▶ Exercise details
Count the lines in the items below that contain the word "green", and give only that number.

(Region outline entries)
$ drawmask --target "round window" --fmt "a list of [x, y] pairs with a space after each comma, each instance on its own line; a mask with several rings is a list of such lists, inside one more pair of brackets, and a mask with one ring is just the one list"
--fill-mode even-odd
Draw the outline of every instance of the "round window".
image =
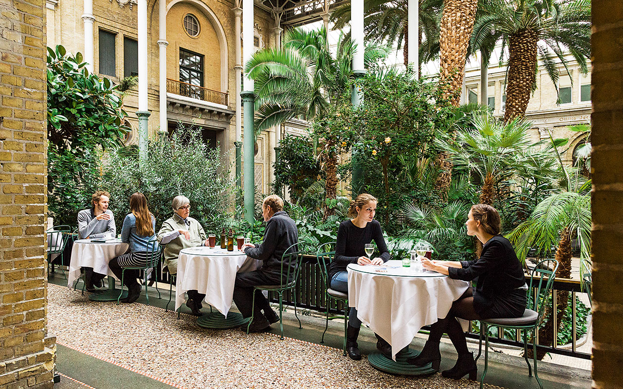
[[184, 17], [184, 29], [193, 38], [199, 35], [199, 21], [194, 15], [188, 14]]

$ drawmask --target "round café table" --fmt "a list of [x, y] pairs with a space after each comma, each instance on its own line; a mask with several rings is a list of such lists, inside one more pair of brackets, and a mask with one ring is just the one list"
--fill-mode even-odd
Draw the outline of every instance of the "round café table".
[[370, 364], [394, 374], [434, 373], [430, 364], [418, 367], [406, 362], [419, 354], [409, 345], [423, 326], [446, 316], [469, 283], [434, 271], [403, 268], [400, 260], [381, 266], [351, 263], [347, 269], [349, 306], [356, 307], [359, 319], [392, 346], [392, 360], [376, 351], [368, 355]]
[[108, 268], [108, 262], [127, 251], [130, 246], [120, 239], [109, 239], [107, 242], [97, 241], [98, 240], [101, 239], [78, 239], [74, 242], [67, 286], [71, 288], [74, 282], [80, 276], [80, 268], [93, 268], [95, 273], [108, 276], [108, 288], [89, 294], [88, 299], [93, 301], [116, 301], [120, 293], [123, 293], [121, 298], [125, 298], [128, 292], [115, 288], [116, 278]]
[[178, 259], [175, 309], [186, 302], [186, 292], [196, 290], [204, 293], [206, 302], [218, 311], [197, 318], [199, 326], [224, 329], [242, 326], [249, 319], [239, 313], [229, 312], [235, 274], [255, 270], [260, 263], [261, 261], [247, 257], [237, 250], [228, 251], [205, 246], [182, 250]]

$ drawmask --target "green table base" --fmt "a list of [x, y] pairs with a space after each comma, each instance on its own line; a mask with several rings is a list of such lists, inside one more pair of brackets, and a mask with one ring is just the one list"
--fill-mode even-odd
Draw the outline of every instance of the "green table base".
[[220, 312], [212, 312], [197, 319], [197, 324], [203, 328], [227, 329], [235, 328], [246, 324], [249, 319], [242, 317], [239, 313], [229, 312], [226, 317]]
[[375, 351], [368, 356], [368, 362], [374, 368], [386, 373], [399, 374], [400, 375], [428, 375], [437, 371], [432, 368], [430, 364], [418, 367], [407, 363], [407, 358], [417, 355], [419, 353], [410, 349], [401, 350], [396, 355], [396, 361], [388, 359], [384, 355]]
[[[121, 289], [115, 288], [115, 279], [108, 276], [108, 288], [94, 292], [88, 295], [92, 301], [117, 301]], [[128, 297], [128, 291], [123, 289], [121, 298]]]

* * *

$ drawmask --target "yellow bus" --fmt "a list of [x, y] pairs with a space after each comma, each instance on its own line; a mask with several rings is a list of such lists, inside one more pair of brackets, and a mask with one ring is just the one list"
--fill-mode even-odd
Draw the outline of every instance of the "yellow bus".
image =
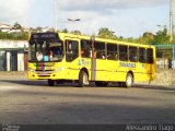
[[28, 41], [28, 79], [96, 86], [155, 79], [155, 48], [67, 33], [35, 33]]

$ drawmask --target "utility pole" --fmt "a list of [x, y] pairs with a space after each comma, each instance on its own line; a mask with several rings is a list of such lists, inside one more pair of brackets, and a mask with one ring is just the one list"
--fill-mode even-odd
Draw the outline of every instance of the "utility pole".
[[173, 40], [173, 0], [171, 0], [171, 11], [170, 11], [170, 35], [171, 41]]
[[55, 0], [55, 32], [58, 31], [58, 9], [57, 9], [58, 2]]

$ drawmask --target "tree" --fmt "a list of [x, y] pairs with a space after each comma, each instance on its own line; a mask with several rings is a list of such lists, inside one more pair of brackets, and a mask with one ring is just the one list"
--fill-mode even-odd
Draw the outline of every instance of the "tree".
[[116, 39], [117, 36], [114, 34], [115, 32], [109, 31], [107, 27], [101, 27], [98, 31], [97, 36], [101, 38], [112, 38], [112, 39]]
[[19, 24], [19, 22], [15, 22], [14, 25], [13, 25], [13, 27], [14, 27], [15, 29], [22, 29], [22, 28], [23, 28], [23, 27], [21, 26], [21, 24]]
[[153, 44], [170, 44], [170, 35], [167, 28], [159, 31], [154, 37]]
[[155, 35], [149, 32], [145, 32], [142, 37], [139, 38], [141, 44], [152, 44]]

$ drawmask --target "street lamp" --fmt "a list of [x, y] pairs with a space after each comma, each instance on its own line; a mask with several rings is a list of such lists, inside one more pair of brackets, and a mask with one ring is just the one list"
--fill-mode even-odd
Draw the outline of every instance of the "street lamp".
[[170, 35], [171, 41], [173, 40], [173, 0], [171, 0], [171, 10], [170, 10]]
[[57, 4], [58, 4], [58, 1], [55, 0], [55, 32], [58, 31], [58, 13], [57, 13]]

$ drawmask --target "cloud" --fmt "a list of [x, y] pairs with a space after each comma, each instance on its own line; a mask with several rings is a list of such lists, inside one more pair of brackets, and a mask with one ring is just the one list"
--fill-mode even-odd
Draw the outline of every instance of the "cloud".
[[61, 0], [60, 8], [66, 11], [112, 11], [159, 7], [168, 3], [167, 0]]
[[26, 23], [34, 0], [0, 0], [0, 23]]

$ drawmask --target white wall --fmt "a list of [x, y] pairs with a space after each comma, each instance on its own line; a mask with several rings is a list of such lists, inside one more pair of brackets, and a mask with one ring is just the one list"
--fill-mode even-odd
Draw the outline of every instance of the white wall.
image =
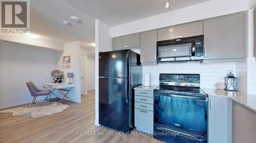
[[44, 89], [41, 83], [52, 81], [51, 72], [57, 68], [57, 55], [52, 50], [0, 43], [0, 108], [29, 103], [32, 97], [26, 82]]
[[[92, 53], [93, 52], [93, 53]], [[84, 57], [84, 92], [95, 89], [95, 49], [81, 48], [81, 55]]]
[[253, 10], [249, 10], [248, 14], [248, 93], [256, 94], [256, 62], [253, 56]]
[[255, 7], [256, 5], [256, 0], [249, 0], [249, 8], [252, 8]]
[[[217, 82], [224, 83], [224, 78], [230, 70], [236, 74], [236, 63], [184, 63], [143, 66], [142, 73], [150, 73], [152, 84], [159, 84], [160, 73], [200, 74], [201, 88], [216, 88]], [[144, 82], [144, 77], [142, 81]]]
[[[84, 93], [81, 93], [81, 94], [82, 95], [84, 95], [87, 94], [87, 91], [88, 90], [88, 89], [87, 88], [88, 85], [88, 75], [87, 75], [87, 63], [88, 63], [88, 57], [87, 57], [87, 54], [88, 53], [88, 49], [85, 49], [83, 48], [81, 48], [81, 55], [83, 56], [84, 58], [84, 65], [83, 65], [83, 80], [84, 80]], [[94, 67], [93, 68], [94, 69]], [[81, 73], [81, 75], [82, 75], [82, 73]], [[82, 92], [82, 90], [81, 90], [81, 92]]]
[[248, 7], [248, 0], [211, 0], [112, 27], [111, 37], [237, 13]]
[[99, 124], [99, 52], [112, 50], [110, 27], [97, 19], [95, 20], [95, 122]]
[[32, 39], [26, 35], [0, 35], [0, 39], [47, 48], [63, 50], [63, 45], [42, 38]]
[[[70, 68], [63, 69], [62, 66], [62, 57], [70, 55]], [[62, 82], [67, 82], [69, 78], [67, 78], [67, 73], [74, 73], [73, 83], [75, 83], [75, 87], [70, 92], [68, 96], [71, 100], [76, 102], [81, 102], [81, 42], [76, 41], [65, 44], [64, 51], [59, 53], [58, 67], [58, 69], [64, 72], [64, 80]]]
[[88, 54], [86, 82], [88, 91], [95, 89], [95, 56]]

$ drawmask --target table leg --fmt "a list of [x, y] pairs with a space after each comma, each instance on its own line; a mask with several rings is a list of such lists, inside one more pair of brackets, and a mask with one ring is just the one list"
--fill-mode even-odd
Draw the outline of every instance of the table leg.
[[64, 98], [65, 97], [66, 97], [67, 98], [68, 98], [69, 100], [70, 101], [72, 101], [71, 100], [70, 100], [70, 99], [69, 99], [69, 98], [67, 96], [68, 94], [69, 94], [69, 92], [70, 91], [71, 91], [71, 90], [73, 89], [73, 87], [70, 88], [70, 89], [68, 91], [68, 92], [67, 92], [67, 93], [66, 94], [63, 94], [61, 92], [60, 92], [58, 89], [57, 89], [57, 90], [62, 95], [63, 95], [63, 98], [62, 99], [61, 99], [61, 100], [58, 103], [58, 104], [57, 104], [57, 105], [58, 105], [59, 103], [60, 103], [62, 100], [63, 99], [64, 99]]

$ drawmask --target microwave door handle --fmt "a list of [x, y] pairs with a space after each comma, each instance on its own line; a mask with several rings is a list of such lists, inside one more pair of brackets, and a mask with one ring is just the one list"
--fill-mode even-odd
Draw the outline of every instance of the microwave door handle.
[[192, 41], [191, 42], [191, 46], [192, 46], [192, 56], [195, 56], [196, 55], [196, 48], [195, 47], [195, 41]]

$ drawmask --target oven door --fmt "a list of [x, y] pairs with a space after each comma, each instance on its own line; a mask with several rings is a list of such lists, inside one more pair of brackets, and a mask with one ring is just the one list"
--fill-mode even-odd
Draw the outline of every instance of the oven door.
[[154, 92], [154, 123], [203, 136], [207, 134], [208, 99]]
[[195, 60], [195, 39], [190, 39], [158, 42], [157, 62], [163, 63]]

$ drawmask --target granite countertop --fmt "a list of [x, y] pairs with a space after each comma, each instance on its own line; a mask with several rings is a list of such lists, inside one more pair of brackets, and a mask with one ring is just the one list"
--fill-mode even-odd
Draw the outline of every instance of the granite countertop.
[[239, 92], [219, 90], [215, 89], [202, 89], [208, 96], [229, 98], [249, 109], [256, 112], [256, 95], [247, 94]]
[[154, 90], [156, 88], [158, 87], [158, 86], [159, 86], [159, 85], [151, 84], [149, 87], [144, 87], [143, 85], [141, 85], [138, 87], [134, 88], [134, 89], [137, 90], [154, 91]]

---

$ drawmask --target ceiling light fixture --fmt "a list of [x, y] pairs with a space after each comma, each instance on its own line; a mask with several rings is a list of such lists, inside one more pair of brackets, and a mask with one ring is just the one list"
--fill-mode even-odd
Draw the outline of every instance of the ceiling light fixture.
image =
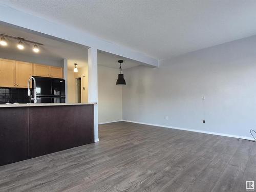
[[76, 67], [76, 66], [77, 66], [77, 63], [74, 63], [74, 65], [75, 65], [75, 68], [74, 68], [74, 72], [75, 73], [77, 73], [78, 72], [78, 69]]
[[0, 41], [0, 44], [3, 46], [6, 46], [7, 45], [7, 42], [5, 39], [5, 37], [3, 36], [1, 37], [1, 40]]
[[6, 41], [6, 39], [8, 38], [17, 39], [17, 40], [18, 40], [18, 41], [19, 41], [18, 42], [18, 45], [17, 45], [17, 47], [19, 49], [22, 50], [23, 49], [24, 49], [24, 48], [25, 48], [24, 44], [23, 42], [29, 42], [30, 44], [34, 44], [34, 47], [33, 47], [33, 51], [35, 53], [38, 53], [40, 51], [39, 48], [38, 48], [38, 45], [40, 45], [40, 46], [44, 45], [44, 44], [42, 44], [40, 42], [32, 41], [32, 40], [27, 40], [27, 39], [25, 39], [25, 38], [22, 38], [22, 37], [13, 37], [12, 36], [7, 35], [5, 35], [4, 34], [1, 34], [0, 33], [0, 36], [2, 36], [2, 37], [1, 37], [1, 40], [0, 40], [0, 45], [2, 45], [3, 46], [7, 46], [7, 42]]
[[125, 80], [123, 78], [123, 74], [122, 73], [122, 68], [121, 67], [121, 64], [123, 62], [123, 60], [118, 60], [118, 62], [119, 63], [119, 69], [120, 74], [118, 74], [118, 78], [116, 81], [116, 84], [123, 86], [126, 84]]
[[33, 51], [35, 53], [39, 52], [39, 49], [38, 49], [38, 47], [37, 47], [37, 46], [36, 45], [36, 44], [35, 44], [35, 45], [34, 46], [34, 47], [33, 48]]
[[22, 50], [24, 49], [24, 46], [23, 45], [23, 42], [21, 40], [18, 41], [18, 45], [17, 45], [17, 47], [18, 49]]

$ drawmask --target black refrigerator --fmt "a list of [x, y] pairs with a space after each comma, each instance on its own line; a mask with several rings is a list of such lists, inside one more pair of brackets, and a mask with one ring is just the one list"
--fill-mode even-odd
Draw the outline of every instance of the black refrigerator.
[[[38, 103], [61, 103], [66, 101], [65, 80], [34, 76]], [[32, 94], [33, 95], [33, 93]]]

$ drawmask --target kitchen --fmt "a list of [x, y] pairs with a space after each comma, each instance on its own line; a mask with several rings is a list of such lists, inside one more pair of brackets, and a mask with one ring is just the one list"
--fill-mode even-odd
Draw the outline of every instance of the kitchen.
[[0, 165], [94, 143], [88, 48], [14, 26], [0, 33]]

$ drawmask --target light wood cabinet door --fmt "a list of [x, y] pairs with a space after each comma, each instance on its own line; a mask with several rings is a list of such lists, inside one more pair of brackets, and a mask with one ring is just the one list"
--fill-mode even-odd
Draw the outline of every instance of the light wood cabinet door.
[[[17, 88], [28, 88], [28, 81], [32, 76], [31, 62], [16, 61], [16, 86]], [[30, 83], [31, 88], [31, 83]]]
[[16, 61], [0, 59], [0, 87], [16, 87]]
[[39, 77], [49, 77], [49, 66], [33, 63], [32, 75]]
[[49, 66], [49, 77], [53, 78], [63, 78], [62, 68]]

▶ Task result
2